(Brano da leggere)
**********
La domanda successiva è il suo rapporto con i Comics. Nonostante (o forse proprio per) la sua caratura “autoriale”, Ware ammette di averli adorati da ragazzo, ne leggeva tanti e voleva diventare a sua volta un supereroe, credeva che sarebbe successo.
Da qui parte una riflessione sul valore di queste figure eroiche e di come si perpetuino. Ci sono i conflitti, ci sono le sofferenze e queste figure ci sono in mezzo e spesso ne sono parte. Sono parte di qualcosa di cui in America (NdR.: Ware fa riferimento alla sua terra, ma è impossibile non vedere un discorso generale) non si vorrebbe parlare, ma alla fine se ne parla e da questo emergono figure luminose che poi diventano parte della cultura e mutano con essa.
L’altro riferimento è l’epopea Western, dapprima la percezione dei cowboy e dei cavalleggeri come eroi opposti a selvaggi infidi e violenti, poi il ribaltamento operato tramite film ed altre opere che proponevano altri eroi.
**********
(Consegne di lavoro)
1. Secondo il brano su Ware, che cosa voleva diventare Ware da ragazzo?
2. Per favore, prosegui il brano su Ware a partire dalla sua ultima frase.
Le righe provengono da un'altra fonte.

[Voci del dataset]
**********
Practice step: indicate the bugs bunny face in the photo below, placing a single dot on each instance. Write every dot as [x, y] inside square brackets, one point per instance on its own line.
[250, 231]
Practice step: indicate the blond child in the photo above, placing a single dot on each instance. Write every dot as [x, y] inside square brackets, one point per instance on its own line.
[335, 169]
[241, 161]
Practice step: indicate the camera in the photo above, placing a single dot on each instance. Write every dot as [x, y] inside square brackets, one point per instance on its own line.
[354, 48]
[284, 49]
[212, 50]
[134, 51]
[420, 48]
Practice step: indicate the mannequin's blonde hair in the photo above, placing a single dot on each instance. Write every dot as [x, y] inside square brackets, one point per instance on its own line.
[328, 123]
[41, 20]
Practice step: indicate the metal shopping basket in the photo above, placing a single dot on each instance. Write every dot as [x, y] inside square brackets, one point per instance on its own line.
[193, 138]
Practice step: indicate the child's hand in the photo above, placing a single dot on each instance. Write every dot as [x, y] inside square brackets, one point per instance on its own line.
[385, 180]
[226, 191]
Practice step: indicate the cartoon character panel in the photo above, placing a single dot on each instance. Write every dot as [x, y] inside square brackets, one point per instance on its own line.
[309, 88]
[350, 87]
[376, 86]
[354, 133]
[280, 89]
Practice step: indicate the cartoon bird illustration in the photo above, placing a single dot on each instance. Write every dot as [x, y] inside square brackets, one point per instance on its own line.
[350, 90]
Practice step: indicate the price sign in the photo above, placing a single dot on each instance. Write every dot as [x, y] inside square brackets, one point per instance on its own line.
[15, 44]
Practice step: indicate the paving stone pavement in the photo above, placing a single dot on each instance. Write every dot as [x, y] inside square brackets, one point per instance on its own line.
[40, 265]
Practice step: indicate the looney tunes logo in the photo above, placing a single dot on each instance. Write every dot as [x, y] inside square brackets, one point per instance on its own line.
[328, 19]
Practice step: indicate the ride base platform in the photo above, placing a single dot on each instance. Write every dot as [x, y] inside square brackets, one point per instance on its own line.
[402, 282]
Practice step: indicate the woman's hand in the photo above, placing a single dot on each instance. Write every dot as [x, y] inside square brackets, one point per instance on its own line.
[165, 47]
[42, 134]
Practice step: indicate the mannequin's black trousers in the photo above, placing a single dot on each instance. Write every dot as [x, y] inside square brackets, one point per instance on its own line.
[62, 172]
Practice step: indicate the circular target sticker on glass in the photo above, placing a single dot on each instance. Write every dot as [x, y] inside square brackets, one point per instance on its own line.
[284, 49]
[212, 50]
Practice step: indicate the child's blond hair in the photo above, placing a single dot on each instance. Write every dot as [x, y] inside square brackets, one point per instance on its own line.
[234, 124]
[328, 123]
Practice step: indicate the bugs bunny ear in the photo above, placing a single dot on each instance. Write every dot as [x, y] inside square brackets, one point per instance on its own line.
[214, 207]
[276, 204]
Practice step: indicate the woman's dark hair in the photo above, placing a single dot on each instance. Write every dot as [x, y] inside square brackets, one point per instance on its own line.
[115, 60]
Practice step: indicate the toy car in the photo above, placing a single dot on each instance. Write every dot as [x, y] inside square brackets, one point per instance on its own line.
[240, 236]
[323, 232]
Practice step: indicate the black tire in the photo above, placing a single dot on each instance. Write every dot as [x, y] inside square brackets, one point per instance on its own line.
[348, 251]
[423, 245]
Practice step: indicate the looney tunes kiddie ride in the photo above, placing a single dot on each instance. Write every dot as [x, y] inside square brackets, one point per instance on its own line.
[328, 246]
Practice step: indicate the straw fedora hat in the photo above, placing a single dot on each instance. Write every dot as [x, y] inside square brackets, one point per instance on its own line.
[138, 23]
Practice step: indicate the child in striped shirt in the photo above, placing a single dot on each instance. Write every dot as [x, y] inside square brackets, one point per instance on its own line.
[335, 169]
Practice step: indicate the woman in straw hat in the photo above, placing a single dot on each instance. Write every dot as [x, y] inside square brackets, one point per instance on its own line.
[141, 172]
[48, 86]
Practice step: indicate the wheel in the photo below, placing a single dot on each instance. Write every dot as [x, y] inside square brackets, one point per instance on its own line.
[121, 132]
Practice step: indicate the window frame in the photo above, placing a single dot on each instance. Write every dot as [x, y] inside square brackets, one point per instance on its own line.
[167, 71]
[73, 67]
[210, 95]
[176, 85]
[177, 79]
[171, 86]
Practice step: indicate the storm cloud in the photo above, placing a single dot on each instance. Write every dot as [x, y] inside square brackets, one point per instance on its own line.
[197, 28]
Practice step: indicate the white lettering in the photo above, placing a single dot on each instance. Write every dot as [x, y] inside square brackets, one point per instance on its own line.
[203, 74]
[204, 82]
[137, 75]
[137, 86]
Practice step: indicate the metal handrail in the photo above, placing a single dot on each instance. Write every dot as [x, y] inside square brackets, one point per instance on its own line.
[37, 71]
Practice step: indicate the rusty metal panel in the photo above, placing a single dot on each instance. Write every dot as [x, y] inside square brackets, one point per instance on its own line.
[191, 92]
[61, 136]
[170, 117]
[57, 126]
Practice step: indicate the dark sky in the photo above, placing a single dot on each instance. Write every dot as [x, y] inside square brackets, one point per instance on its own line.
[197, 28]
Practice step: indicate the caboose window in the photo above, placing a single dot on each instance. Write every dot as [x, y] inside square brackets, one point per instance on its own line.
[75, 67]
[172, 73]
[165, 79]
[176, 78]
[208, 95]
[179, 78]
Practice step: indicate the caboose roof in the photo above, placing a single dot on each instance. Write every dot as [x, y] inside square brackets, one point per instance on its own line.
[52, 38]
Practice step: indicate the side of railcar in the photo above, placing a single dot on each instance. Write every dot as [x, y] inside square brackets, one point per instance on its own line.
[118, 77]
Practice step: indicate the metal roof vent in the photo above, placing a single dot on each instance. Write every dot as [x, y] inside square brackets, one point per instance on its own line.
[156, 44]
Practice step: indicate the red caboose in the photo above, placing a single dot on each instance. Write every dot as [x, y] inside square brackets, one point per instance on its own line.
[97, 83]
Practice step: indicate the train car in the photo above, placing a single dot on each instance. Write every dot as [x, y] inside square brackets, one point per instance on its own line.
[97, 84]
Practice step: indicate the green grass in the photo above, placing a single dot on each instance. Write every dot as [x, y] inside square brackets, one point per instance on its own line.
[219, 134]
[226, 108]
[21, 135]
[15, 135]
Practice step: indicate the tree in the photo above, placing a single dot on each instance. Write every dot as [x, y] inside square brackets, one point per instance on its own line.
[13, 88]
**********
(Soluzioni degli esercizi)
1. Voleva diventare a sua volta un supereroe.

2.
Ware a questo punto ricorda una lettura recente, un trattato di antropologia che ritiene la percezione della civiltà come un affare tra stati, tra collettività di persone, ma che in realtà è un fluire di eventi animati da persone che fanno cose e così facendo influenzano altre persone in una contaminazione continua.
Parlando di influenza la domanda successiva è sulla sua opera che si mostra come un continuo tentativo di rompere con quella che è l’editoria “normale” e creare elementi che sono disorganici tra di loro. Senza un filo comune.
Per Ware il filo comune, il filo rosso, è la nostalgia. La nostalgia per formati che non trova più, la nostalgia per forme di narrazione diverse che lui ritrova nei ricordi di sé con sua nonna.
Un partecipante gli ricorda che la sua narrazione, intrecciata con la sua ricerca grafica, coniuga aspetti apparentemente contraddittori quali il grande quadro d’insieme e il dettaglio più minuto. Eppure tutto si tiene. Come riesce a farlo?
La risposta è che questo sta nella sua concezione del mondo stesso e di come lo percepiamo: ad esempio del 1968 abbiamo pochissimi flash eppure tutti ci pensiamo e ne abbiamo una immagine precisa e coerente, la nostra percezione è un affollarsi di tanti momenti specifici in grandi passaggi di collegamento.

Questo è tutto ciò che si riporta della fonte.